▶ [Text shown]
BEGIN
Recurring Memberships

Leveraring the ERC20 approach to allowances lets creators easily create a recurring membership!

By Julien Genestoux on

The most exciting aspects of Ethereum is its composability. For example, locks can use stable coins such as DAI or USDc for their pricing. These coins are both using the ERC20 token standard. Today we're showing how we leverage another characteristic of the ERC20 specification to make recurring memberships.

Introducing the Key Purchaser contract

Locks have a pretty simple mechanism to "purchase" memberships, which has one handy characteristic: the sender of the transaction can specify the recipient of the membership. It means that someone can buy a key (membership) for themselves or, for someone else. We already use this mechanism for our credit card support, for example.

We created a new contract, called the Key Purchaser, whose sole purpose is to purchase keys to a specific lock. This contract enables recurring memberships!

How does it work?

  1. The lock owner deploys a Key Purchaser contract dedicated to their lock. When they do so, they define some characteristics for the recurring memberships:

    • the frequency at which keys can be renewed,
    • the earliest an existing key can be renewed (before it expires),
    • the maximum price to pay per key (in case the lock's key price was increased)
    • a reward for the transaction sender (see below!)
  2. Rather than buying keys immediately, prospective members use the ERC20 allowance mechanism to allow the Key Purchaser contract to spend some of their ERC20 tokens. The amount that they approve should cover multiple renewals, based on the use case.

  3. A third party application should monitor these approvals, and, for each of them, if the approver does not have a valid key to the lock, it should call the Key Purchaser contract to perform a purchase. That transaction will only succeed if all of the following pre-requisites are met:

    • The approver has approved an amount that is large enough
    • The approver has enough ERC20 to perform the purchase
    • The key price has changed significantly
    • The approver does not have a key or has a key which is soon to be expired
  4. If the transaction succeeds, the member will see their ERC20 being spent. Some of the tokens are used to purchase the key and the balancer to provide a reward to the 3rd party application, which sends the transaction. The reward's goal is to cover for the gas spent to perform the transaction.

A full example

A lock priced in DAI was deployed at this address: 0x72ef8d4a4.... The lock's name is v7 DAI Lock. The key price is 1 DAI, and the duration is 1 day.

A Key Purchaser was deployed at this address: 0xa1c718312fd0.... This Key Purchaser allows for a maximum price of 1 DAI (in other words, all renewals would fail if the price was increased). The Key Purchaser enables for renewals every 20 hours (72000 seconds) and would only succeed if it was mined at most 1 hour (3600 seconds) before the expiration of a previous key. Finally, there is a reward of 0.1 DAI for the address which sent the transaction.
END
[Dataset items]
BEGIN
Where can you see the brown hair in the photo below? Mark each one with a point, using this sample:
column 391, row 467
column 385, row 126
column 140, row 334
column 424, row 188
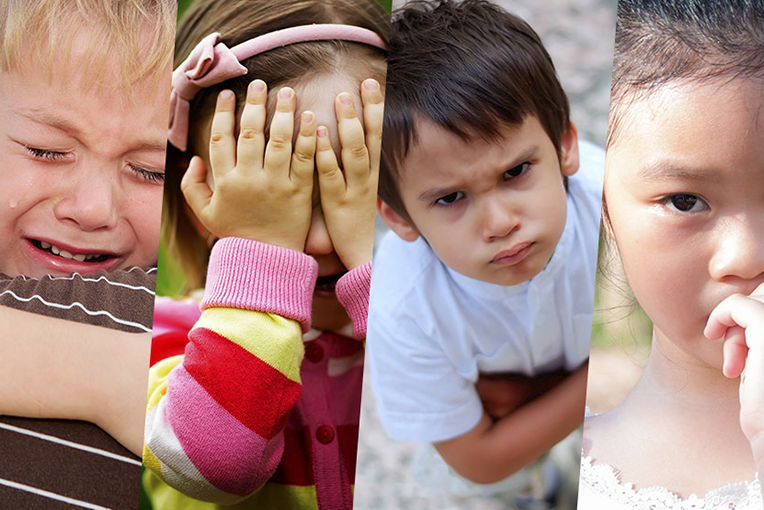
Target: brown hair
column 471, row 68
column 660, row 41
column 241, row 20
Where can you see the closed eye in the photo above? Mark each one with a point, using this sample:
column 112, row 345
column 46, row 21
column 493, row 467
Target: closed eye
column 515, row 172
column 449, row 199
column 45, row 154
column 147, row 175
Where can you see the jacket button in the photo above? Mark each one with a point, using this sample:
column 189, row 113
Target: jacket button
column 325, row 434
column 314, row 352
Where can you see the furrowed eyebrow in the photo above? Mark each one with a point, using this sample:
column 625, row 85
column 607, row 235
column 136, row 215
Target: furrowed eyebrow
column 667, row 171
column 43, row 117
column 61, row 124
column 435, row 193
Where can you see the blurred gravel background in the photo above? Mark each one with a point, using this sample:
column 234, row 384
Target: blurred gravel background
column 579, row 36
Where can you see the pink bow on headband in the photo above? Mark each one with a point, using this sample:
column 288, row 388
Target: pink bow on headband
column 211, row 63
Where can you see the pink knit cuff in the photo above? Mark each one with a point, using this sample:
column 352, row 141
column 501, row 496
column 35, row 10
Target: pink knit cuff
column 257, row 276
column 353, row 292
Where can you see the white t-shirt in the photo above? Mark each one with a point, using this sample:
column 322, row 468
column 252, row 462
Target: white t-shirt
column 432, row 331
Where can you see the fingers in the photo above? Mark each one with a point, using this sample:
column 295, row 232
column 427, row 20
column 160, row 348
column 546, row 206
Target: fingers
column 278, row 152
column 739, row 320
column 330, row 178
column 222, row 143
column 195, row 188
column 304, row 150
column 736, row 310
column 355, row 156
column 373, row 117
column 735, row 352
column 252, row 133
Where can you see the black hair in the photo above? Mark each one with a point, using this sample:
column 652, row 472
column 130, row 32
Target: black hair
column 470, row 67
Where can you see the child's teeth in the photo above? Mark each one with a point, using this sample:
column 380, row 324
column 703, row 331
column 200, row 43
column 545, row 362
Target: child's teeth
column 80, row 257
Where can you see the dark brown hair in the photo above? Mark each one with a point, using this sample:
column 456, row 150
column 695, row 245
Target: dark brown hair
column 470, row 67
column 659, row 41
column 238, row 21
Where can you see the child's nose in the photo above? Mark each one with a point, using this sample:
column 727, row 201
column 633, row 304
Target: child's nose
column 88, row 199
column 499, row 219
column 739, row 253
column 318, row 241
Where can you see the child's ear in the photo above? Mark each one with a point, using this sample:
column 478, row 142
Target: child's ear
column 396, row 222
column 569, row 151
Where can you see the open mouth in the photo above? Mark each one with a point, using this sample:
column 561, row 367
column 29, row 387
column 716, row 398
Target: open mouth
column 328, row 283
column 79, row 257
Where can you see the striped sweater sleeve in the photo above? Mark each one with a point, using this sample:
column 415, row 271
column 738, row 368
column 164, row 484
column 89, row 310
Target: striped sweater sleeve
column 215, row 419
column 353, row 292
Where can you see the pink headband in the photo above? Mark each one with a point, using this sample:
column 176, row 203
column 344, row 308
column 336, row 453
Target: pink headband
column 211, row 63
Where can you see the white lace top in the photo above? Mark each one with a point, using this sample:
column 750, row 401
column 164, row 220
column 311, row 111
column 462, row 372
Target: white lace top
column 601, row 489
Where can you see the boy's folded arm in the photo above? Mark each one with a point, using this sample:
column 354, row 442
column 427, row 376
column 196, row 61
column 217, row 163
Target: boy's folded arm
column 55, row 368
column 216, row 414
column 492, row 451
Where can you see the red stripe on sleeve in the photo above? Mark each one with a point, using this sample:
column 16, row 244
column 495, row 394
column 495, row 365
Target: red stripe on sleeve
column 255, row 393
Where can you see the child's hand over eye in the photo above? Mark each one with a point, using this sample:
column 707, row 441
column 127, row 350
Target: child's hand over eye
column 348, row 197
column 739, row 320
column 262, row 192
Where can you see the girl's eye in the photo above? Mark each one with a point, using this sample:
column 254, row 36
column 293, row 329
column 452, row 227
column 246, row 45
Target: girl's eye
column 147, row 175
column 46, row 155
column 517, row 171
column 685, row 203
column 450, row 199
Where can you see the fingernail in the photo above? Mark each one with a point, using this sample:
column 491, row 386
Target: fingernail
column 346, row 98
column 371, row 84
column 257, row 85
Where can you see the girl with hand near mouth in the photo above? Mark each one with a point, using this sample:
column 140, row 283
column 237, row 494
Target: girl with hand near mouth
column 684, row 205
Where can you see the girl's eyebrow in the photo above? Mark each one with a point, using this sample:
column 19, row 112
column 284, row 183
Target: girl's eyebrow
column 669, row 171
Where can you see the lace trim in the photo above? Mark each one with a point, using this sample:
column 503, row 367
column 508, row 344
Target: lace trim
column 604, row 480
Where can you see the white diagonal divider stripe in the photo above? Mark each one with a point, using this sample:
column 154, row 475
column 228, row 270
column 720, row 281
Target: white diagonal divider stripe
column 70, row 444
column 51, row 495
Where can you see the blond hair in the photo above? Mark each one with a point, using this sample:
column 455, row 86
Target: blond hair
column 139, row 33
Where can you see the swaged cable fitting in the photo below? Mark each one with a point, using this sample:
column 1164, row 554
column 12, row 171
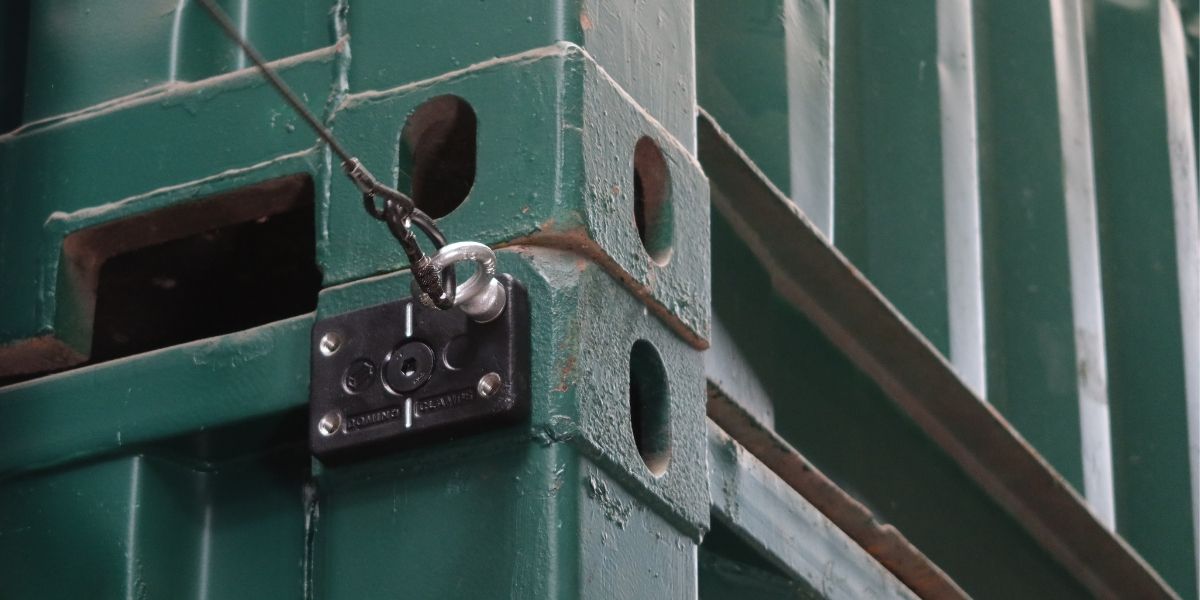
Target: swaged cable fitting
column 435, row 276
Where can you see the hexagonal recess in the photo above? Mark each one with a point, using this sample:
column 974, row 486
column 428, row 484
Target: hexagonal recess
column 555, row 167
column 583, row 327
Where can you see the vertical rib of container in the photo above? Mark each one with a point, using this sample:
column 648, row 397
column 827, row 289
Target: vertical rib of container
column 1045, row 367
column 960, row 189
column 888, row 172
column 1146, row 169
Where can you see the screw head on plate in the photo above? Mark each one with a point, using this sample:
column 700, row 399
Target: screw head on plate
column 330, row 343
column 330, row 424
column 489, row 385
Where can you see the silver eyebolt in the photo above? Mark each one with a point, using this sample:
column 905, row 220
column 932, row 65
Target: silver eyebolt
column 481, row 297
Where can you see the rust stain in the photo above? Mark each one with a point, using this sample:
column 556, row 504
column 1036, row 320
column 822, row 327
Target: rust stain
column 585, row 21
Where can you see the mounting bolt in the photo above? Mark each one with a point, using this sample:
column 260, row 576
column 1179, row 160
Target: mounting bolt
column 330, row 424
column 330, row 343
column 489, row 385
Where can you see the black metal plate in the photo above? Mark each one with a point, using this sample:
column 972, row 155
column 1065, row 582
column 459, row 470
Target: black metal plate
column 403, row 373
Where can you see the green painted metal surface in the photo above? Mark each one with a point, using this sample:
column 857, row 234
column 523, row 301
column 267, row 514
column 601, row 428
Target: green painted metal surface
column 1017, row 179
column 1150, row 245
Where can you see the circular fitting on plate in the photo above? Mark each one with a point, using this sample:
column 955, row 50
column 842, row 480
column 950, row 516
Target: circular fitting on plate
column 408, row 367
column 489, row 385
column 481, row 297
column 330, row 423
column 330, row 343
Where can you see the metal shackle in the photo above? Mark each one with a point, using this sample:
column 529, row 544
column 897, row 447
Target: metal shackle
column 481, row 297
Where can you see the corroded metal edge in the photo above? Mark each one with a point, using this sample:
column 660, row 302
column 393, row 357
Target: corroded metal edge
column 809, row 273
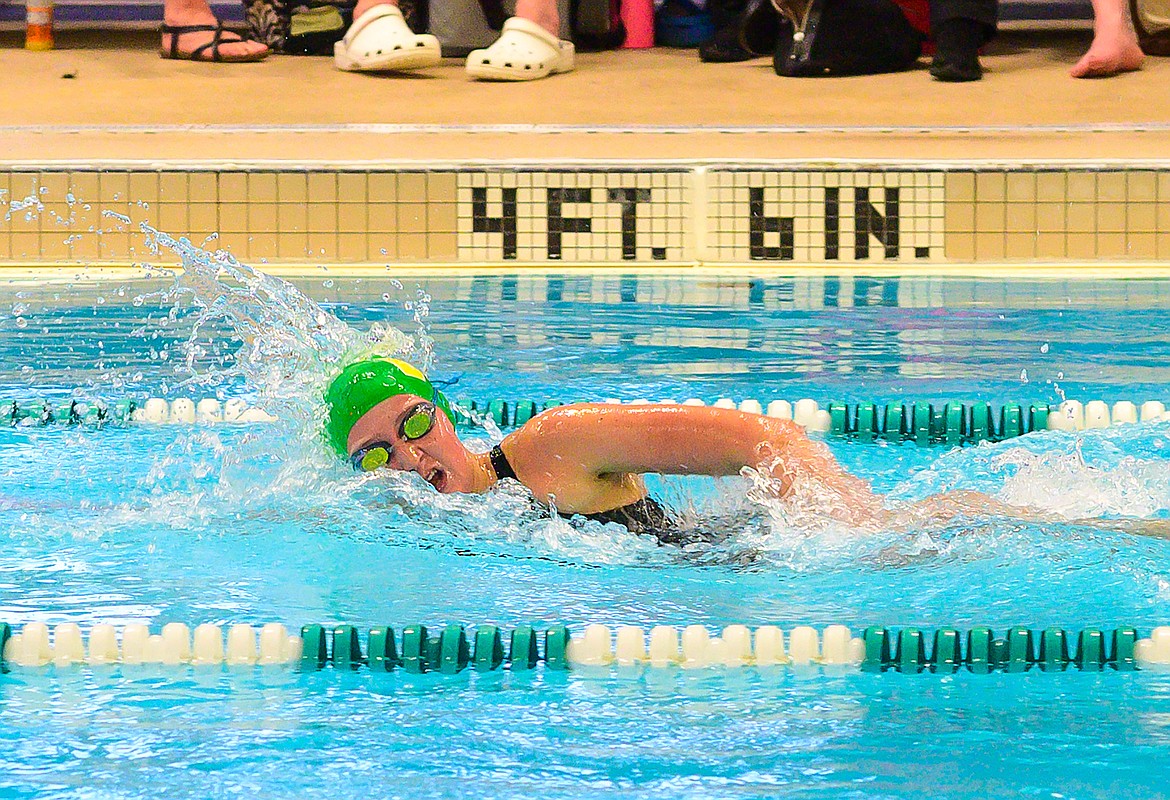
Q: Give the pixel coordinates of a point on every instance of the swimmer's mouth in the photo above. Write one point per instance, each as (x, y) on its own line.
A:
END
▶ [Problem details] Can you duplicate, word for word, everything in the recurring memberships text from "Locks have a" down to "does it work?"?

▶ [Your solution]
Locks have a pretty simple mechanism to "purchase" memberships, which has one handy characteristic: the sender of the transaction can specify the recipient of the membership. It means that someone can buy a key (membership) for themselves or, for someone else. We already use this mechanism for our credit card support, for example.

We created a new contract, called the Key Purchaser, whose sole purpose is to purchase keys to a specific lock. This contract enables recurring memberships!

How does it work?